··· Текст документа ···
В немецком языке есть два, казалось бы, синонимических термина, однако их различие весьма значительно.
VERFREMDUNG означает становление-другим, чуждым самому себе, то есть отчуждение в буквальном смысле; тогда как ENTFREMDUNG означает лишение [dépossession] другого, то есть потерю всякой инаковости.
Так вот, намного серьезней быть лишенным другого, чем себя.
Утрата другого хуже, чем отчуждение, это смертельное повреждение [altération], вызванное отменой самой диалектической оппозиции. Неустранимая дестабилизация, дестабилизация субъекта без объекта, того же самого без другого — это полный стазис [другого] и метастазирование того же самого.
Печальная судьба как для индивида, так и для наших самопрограммирующихся и автореферентных систем: больше нет противника, нет враждебной окружающей среды — окружения вообще нет, нет внешнего [extériorité].
Это все равно, что отделить биологический вид от его естественных хищников [prédateurs]. Лишенный этой напасти, он может лишь уничтожить сам себя («саморасхищением», «хищнической эксплуатацией» [déprédation], так сказать).
··· Раздел данных ···
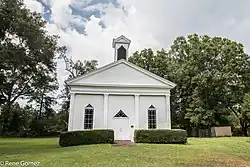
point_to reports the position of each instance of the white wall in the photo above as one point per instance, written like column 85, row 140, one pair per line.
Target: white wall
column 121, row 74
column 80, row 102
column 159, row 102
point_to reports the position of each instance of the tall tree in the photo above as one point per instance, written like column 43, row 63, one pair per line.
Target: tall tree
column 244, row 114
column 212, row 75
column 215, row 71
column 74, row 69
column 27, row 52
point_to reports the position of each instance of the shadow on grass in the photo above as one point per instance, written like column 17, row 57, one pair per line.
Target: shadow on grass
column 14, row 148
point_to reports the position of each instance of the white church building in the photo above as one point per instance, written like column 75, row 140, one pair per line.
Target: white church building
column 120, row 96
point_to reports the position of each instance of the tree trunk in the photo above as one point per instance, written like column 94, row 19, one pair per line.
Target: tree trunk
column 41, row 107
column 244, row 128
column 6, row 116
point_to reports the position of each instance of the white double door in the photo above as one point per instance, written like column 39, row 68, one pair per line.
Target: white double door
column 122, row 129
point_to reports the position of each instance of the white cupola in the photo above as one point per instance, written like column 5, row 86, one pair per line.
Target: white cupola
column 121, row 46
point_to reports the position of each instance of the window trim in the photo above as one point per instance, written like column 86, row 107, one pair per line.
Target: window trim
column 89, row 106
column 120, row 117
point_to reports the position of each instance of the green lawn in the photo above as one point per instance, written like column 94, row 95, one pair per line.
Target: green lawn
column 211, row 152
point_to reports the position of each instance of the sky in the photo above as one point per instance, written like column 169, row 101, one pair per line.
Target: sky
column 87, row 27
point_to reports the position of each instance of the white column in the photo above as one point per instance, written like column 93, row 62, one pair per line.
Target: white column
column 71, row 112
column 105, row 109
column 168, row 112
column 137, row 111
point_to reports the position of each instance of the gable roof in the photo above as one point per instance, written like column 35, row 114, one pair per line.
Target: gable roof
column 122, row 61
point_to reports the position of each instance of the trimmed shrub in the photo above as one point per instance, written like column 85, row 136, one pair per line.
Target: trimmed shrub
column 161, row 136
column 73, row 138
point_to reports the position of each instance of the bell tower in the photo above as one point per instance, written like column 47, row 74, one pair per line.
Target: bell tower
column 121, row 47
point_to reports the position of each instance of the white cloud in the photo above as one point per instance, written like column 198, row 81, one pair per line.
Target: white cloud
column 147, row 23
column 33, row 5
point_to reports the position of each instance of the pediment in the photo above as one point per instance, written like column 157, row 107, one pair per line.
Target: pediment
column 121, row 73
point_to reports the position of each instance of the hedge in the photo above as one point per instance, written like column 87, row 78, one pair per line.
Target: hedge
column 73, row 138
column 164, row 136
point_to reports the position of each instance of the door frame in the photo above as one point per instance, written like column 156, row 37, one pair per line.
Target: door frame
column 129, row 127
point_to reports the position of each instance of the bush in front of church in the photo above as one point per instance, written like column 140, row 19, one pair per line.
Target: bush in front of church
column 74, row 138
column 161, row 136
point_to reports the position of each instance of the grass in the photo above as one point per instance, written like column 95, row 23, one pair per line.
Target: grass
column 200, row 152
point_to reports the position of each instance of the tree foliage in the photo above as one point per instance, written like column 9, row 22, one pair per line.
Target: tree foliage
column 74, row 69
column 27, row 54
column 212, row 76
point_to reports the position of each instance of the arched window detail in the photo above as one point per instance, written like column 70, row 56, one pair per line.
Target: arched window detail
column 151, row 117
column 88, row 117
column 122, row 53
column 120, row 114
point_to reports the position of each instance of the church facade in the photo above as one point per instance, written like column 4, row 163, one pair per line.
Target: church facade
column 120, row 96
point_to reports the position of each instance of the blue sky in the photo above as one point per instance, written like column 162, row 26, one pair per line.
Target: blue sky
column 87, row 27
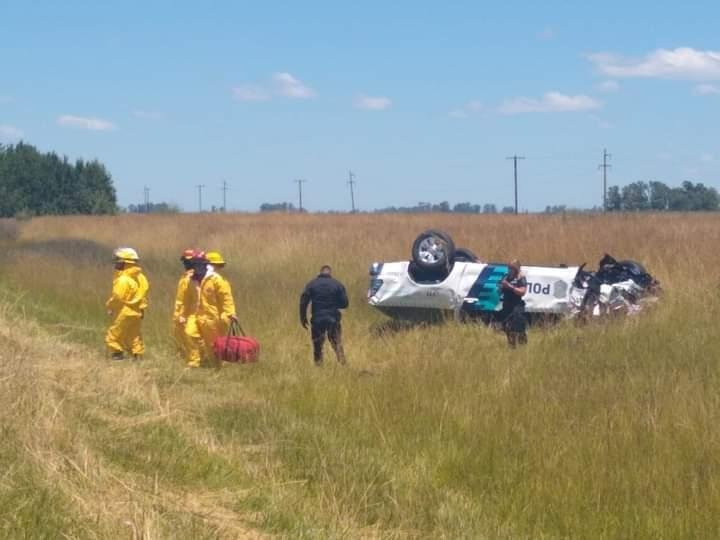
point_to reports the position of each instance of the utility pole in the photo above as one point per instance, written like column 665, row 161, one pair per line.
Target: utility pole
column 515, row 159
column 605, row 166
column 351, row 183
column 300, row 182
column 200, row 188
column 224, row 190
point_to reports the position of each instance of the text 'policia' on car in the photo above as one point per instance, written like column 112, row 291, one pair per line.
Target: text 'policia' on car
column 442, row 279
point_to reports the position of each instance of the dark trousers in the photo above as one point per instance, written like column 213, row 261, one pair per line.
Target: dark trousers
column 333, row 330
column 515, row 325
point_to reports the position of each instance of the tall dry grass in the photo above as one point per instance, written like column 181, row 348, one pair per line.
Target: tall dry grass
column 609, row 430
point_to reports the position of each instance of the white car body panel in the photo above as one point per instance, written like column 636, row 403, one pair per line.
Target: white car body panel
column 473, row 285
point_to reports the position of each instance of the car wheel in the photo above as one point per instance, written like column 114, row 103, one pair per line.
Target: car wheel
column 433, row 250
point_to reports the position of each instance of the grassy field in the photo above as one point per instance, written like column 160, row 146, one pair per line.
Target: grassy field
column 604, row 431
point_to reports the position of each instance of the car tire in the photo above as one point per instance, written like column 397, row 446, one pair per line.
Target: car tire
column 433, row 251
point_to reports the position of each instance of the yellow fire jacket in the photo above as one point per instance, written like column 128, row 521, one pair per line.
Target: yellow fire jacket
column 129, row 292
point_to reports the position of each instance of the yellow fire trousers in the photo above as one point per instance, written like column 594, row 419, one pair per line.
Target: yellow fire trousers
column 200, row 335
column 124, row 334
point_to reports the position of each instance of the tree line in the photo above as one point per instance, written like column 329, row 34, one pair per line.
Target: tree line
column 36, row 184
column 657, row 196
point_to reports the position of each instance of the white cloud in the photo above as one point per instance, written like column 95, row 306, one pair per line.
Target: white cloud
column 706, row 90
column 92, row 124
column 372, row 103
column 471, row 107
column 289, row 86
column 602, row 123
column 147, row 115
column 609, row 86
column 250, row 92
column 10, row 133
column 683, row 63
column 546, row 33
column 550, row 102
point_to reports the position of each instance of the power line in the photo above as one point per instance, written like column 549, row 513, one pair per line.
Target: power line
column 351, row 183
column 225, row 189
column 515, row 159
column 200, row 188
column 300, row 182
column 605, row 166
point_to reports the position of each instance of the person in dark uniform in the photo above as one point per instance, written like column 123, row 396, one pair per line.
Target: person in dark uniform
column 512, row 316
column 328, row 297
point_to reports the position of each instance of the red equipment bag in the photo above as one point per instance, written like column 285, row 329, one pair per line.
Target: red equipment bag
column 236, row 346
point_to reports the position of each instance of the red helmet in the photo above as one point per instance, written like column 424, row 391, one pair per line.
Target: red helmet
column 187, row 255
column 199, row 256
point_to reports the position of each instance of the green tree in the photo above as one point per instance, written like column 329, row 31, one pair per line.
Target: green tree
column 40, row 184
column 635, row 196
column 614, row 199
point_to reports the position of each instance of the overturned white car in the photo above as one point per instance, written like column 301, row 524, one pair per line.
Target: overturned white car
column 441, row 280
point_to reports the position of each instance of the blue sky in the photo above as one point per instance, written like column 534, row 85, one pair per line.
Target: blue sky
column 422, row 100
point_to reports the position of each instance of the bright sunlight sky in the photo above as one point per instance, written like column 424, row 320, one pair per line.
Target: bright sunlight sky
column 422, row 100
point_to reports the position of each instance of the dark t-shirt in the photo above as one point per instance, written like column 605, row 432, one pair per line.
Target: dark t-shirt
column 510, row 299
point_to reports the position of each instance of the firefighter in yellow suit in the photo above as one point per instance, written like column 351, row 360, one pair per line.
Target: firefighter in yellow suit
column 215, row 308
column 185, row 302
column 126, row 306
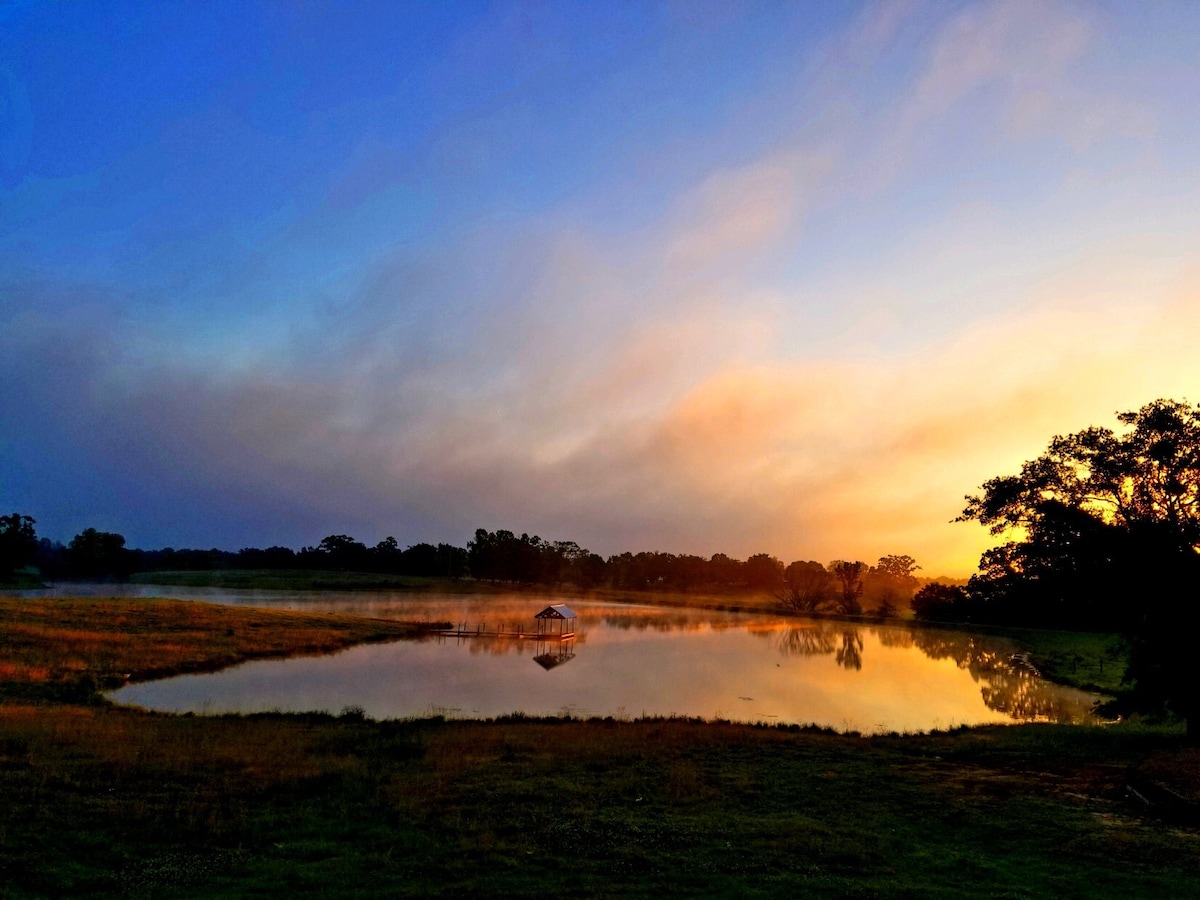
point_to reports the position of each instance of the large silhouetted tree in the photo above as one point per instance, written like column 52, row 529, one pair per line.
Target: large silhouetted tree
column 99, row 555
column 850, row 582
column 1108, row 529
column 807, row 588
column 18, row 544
···
◆ Рабочее задание: Продолжите текст об отчуждении и утрате другого. Начните сразу после его последнего предложения. Список для работы не потребуется.

◆ Поле ответа:
Поскольку смерть — самый главный естественный хищник, вид, который мы стремимся любой ценой обессмертить, вырвать из лап смерти — а именно это мы делаем при помощи всех наших технологий замещения [substitution] живого [искусственным] — обречен на исчезновение.
Лучшая стратегия чтобы избавиться от кого-то, — это устранить все, что ему угрожает, потому что таким образом со временем он утрачивает и все свои средства защиты; именно эту стратегию сейчас мы и применяем по отношению к самим себе. Устраняя другого во всех его проявлениях (болезнь, смерть, негативность, насилие, странность), не говоря уже о расовых и языковых различиях, устраняя все сингулярности во имя распространения полной позитивности, мы занимаемся устранением самих себя.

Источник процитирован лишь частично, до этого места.